EXERCISE: Reproduce the following passage about Suzanne Gavin's shift to telemental health word for word and in full.

DOCUMENT EXTRACT:
○ ○ ○ ○
On March 20, 2020, Ray had an opportunity to catch up with Suzanne Gavin, a Licensed Clinical Social Worker, a Nationally Certified Custody Evaluator, and a Nationally Certified Parenting Coordinator.
What caught Ray’s attention, and the attention of other clinicians is her honest breakdown of her transition (and the related anxieties) to what she referred to as a mandated telemental health practice.
COVID-19 has forced many clinicians into a telemental health practice; this pandemic is not just disruptive to our clients, it is to us as well. Suzanne admits the telehealth changes due to COVID-19 were initially anxiety-provoking to her. She openly shared her concerns with Ray: would telemental health affect her presence and connection with her clients, her effectiveness as a behavioral health provider, or the stability of the therapeutic alliance? Could she be her authentic self over video?
○ ○ ○ ○
Records taken from a dataset:
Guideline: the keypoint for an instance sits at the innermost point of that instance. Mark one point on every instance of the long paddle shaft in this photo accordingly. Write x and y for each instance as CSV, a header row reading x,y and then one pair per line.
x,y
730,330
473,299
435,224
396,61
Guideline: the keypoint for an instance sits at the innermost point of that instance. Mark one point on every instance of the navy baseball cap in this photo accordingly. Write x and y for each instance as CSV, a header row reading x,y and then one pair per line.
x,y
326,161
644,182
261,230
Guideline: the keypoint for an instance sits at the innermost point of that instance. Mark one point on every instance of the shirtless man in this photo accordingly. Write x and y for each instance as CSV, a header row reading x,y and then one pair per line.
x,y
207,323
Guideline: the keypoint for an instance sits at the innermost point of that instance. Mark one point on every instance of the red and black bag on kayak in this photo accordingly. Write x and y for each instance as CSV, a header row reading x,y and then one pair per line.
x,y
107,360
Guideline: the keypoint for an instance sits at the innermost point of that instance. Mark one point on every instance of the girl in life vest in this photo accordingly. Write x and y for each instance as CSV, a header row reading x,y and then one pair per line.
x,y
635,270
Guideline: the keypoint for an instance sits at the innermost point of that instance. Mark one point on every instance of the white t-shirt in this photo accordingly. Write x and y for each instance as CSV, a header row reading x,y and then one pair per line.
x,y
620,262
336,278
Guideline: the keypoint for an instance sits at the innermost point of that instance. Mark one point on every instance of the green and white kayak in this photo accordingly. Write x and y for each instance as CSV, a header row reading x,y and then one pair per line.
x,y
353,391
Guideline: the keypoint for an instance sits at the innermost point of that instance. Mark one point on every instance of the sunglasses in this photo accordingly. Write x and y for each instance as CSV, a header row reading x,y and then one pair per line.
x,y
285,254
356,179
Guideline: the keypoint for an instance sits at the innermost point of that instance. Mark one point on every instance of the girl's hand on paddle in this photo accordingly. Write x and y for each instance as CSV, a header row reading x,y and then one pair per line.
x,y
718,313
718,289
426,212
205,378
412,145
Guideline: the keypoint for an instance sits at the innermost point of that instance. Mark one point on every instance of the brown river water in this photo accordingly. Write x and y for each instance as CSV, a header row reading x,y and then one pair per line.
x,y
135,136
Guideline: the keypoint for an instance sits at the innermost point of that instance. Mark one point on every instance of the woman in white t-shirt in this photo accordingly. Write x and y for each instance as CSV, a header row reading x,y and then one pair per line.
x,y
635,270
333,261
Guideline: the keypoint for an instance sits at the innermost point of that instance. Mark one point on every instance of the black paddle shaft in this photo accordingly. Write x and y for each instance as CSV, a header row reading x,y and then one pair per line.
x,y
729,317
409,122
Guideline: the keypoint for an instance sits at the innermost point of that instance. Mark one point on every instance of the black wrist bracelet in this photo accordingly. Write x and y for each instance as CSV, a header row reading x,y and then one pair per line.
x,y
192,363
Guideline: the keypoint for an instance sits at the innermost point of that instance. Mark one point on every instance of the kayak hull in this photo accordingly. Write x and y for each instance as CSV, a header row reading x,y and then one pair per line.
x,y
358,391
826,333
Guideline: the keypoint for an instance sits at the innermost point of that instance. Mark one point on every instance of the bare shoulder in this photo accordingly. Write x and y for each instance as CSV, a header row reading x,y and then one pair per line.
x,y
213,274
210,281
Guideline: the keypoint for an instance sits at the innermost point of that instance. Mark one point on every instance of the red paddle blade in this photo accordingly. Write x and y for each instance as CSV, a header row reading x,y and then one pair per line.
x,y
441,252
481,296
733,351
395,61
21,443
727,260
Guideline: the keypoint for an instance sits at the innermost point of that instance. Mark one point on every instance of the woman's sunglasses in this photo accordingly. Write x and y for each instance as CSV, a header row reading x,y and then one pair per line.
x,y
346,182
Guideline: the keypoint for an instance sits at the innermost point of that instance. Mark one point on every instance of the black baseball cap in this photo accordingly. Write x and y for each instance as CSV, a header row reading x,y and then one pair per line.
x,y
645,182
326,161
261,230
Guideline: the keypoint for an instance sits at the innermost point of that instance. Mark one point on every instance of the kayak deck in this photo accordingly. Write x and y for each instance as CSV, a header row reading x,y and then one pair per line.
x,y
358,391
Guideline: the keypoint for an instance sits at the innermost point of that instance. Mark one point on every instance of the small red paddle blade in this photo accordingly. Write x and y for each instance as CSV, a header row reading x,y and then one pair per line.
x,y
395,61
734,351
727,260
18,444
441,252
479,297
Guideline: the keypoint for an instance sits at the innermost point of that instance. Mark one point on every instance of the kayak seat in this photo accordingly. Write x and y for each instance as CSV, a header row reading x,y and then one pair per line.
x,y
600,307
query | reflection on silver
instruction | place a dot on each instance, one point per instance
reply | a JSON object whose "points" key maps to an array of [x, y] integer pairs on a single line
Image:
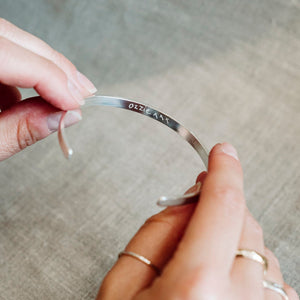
{"points": [[275, 287], [154, 114]]}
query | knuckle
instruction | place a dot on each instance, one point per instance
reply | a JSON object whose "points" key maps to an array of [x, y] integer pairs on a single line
{"points": [[24, 134], [200, 283], [292, 294], [159, 218], [230, 196], [4, 26]]}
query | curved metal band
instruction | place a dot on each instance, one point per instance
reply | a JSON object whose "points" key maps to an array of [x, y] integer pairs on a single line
{"points": [[150, 112], [155, 115], [275, 287], [141, 259], [255, 256]]}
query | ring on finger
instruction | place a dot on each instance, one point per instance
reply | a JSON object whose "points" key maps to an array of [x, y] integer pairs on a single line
{"points": [[253, 255], [142, 259], [277, 288]]}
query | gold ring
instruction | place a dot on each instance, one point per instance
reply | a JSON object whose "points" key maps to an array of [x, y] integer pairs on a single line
{"points": [[253, 255], [141, 259]]}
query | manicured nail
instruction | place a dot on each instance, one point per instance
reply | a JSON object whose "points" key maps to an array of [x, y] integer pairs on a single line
{"points": [[227, 149], [86, 83], [75, 92], [71, 118]]}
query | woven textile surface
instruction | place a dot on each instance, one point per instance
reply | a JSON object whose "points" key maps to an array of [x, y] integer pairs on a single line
{"points": [[227, 70]]}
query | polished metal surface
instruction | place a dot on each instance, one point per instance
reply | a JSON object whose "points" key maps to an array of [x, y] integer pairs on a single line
{"points": [[154, 114], [141, 259], [255, 256], [275, 287]]}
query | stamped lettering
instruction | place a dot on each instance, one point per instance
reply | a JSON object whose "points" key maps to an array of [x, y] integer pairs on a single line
{"points": [[149, 112]]}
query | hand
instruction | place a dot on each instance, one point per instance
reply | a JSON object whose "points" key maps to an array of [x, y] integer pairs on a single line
{"points": [[195, 246], [28, 62]]}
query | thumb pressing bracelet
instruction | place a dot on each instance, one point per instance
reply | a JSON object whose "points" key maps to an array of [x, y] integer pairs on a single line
{"points": [[151, 113]]}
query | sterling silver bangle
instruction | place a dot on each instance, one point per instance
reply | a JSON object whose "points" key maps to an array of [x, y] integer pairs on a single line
{"points": [[155, 114]]}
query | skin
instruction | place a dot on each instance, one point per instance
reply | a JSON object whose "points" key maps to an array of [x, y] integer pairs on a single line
{"points": [[28, 62], [193, 245]]}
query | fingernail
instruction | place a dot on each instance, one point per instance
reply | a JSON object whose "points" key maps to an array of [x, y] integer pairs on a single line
{"points": [[86, 83], [75, 92], [71, 118], [227, 149]]}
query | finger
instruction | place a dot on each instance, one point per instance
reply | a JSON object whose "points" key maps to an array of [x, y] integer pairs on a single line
{"points": [[213, 234], [201, 177], [292, 294], [37, 46], [273, 275], [156, 240], [20, 67], [28, 122], [8, 96], [247, 275]]}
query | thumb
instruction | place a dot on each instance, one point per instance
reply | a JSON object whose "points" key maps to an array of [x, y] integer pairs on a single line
{"points": [[28, 122]]}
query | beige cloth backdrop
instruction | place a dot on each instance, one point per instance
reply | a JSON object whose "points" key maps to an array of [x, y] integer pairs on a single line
{"points": [[228, 70]]}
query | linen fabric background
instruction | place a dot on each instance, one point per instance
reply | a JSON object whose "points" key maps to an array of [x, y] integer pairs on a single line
{"points": [[227, 70]]}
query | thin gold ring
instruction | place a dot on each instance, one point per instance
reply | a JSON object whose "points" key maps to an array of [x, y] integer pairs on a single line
{"points": [[142, 259], [255, 256], [275, 287]]}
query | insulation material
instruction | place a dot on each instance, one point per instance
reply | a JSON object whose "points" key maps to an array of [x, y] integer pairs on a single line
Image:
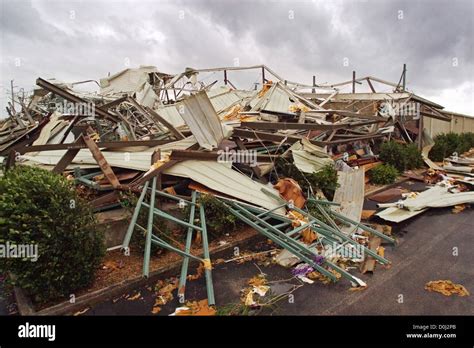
{"points": [[202, 120], [350, 195], [225, 180], [309, 158], [291, 191], [123, 159]]}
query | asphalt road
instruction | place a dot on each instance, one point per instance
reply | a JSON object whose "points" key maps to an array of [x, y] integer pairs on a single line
{"points": [[424, 253]]}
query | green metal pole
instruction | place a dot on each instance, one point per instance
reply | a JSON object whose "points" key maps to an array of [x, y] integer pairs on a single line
{"points": [[282, 241], [205, 244], [149, 231], [172, 218], [167, 246], [133, 221], [189, 237]]}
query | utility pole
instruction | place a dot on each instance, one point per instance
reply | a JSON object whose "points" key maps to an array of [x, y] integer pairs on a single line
{"points": [[353, 81], [404, 76]]}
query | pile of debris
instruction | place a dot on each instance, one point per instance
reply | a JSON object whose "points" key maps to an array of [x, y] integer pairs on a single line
{"points": [[173, 138]]}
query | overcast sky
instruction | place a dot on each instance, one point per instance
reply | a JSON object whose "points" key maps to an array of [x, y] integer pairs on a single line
{"points": [[79, 40]]}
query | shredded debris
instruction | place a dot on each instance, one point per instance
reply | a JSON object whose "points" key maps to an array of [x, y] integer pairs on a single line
{"points": [[447, 288]]}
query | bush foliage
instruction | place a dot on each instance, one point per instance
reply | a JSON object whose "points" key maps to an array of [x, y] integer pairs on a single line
{"points": [[383, 174], [448, 143], [400, 156], [219, 220], [40, 208], [325, 179]]}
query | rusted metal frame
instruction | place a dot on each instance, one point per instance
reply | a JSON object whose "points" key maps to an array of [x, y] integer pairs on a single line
{"points": [[69, 128], [26, 112], [153, 173], [350, 140], [138, 122], [72, 98], [403, 131], [252, 134], [11, 159], [113, 103]]}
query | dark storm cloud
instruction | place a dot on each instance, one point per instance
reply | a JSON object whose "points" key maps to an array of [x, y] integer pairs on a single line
{"points": [[76, 40]]}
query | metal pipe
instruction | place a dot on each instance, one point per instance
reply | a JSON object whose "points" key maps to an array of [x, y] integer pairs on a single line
{"points": [[133, 221], [209, 287], [184, 267], [149, 231]]}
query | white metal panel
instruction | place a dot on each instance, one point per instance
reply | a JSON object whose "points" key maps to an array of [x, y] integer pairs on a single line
{"points": [[202, 120], [218, 177]]}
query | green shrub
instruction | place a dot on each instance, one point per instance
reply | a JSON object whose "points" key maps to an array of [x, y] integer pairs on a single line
{"points": [[401, 156], [40, 208], [219, 220], [325, 179], [383, 174], [448, 143]]}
○ ○ ○ ○
THE ANSWER:
On March 20, 2020, Ray had an opportunity to catch up with Suzanne Gavin, a Licensed Clinical Social Worker, a Nationally Certified Custody Evaluator, and a Nationally Certified Parenting Coordinator.
What caught Ray’s attention, and the attention of other clinicians is her honest breakdown of her transition (and the related anxieties) to what she referred to as a mandated telemental health practice.
COVID-19 has forced many clinicians into a telemental health practice; this pandemic is not just disruptive to our clients, it is to us as well. Suzanne admits the telehealth changes due to COVID-19 were initially anxiety-provoking to her. She openly shared her concerns with Ray: would telemental health affect her presence and connection with her clients, her effectiveness as a behavioral health provider, or the stability of the therapeutic alliance? Could she be her authentic self over video?